§ YOUR GOAL:
Each line of the material beneath should be duplicated exactly.

§ SOURCE INFORMATION:
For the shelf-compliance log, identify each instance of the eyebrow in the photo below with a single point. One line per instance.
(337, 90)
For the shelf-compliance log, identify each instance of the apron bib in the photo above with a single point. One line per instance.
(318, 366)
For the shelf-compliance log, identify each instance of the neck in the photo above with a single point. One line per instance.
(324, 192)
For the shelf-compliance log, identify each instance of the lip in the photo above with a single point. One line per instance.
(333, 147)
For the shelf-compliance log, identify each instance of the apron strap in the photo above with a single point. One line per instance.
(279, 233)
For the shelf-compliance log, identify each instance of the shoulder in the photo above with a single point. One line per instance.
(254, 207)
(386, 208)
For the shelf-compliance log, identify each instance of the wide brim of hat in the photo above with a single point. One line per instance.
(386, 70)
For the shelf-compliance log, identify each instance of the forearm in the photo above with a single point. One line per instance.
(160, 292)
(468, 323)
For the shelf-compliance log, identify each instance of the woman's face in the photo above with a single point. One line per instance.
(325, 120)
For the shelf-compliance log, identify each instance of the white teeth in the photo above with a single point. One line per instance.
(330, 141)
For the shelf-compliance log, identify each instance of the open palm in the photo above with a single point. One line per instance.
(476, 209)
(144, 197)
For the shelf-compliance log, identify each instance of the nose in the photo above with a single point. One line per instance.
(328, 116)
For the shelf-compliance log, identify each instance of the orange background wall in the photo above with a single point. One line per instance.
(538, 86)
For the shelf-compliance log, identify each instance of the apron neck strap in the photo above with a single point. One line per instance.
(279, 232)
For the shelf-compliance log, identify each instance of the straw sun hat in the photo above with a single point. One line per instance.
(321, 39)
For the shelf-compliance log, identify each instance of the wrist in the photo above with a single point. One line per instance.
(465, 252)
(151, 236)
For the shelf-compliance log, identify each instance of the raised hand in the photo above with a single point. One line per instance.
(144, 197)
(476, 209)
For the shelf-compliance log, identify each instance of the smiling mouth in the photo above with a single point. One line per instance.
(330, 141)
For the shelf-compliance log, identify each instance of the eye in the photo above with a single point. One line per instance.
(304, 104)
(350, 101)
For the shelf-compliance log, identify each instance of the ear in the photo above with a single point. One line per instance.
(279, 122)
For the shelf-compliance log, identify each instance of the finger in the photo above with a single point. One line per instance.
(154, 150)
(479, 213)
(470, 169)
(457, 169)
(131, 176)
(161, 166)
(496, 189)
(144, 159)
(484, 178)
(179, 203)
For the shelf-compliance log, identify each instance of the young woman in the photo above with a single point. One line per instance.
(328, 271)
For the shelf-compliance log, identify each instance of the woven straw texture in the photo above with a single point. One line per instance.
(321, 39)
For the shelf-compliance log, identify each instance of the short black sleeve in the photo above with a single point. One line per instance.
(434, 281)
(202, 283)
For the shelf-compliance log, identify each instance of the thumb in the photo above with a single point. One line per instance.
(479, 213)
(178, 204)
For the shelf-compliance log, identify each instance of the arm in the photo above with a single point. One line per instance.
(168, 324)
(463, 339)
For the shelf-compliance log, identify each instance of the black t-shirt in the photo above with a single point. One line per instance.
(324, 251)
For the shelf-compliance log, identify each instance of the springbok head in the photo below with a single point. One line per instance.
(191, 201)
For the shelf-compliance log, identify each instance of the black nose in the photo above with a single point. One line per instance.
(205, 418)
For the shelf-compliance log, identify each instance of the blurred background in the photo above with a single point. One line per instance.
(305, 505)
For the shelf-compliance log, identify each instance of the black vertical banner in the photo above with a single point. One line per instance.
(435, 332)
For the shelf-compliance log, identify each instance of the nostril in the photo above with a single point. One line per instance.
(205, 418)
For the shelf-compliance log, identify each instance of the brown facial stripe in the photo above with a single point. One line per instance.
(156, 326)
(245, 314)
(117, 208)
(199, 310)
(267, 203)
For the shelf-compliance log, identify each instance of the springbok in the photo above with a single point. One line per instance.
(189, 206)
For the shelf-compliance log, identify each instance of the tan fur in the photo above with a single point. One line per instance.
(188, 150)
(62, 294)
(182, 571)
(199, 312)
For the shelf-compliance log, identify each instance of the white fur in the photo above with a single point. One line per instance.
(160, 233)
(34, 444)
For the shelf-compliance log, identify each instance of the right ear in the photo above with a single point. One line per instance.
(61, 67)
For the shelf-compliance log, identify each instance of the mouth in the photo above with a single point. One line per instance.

§ ANSWER SECTION:
For the shelf-compliance log, identify each instance of the eyebrow in the photo below with a single point. One line per instance.
(337, 90)
For the shelf-compliance log, identify each instance of the apron bib in the photo above with a single point. One line per instance.
(318, 366)
For the shelf-compliance log, identify each instance of the neck in the photo above with a single point. One line per instance.
(324, 192)
For the shelf-compliance log, identify each instance of the lip in the photo above with a single point. One line per instance.
(333, 147)
For the shelf-compliance log, identify each instance of the apron strap in the photo above with a single point. One line per instance.
(279, 233)
For the shelf-compliance log, identify each instance of the shoulder in the photo above with a single point. One line per instance.
(254, 207)
(386, 208)
For the shelf-compliance log, identify each instance of the wide brim of hat in the photo above with a single point. One line per instance.
(386, 70)
For the shelf-compliance log, identify each instance of the forearm in the photo above with a single point. One line per instance.
(160, 292)
(468, 323)
For the shelf-compliance log, identify each instance of the woman's face in the photo above with a single point. One line per instance.
(325, 120)
For the shelf-compliance log, identify each instance of the white teeth in the photo above with a single point. One line per instance.
(330, 141)
For the shelf-compliance log, identify each instance of the open palm in the photo above with a single point. One line per instance.
(476, 209)
(144, 197)
For the shelf-compliance log, identify each instance of the nose in the photo above with a single point. One line per instance.
(328, 116)
For the shelf-compliance log, identify each instance of the orange background wall in the photo above with a single point. One line per instance.
(538, 86)
For the shelf-compliance log, identify each instance of the apron neck strap in the photo above with a single point. One line per instance.
(279, 232)
For the shelf-compliance log, identify each instance of the straw sun hat in the photo above with a single point. One line per instance.
(321, 39)
For the shelf-compliance log, identify each instance of the wrist in the photo above with a single point. One line per instance.
(465, 252)
(151, 236)
For the shelf-compliance log, identify each instance of the raised hand in the photo above with a single point. One line per instance.
(144, 197)
(476, 209)
For the shelf-compliance log, identify each instance of the smiling mouth in the photo above with a single point. One line per instance.
(330, 141)
For the shelf-compliance log, identify each instance of the eye in the photo above with a single point. One line per instance.
(304, 104)
(350, 101)
For the shelf-compliance log, identify each instance of the ear in the photo above with a single point. One line per instance.
(279, 122)
For the shelf-compliance log, identify each instance of the finger in the photo above with a single point. One line per instance.
(154, 150)
(479, 213)
(470, 169)
(457, 169)
(131, 176)
(161, 166)
(496, 189)
(144, 159)
(484, 178)
(179, 203)
For the shelf-compliance log, identify each instance of the young woman in the photo above with a single point. One line per instance.
(328, 271)
For the shelf-compliance log, identify each instance of the woven straw texture in the photo above with a single point. One line per instance.
(321, 39)
For the shelf-compliance log, identify each instance of the short black sleeve in the photo above with a single point. One line per instance.
(434, 281)
(202, 283)
For the shelf-compliance log, identify each instance of the thumb in the photo above with a single point. One line per instance.
(479, 213)
(178, 204)
For the shelf-compliance log, identify each instance of the arm in the photo above with a single point. One line per instance.
(168, 324)
(463, 339)
For the shelf-compliance log, identify each instance of the black t-shirt in the photo above with a single point. One line per instance.
(324, 251)
For the shelf-compliance log, identify each instance of the springbok head in the photo below with a single point. One line per instance.
(191, 201)
For the shelf-compliance log, identify each instance of the black nose in the photo above with a single point. One line per instance.
(205, 418)
For the shelf-compliance log, identify each instance of the blurred background in the photo above with a single point. One line per instance.
(305, 505)
For the shelf-compliance log, identify each instance of the black vertical banner in the photo above with a single point. One line per instance.
(435, 332)
For the shelf-compliance log, identify each instance of the nostril in the photo above with a single point. One line per instance.
(205, 418)
For the shelf-compliance log, identify each instance of the brown facial stripe in the photo above with a single point. One line per instance.
(156, 326)
(245, 314)
(117, 208)
(199, 310)
(267, 203)
For the shelf-compliance log, identify each instance of the springbok in the photo above with a single point. One line per instance.
(189, 206)
For the shelf-compliance log, identify each instance of the tan fur in the photo above with a single point. One line per instance.
(188, 150)
(62, 294)
(182, 571)
(199, 312)
For the shelf-compliance log, identify each instance of the white fur in the photo above with a single point. One line per instance.
(160, 233)
(34, 444)
For the shelf-compliance log, identify each instance of the right ear in the photo above with a single point. One line per instance.
(61, 67)
For the shelf-compliance log, identify each instance of the mouth in the photo above with a single point. One line per instance.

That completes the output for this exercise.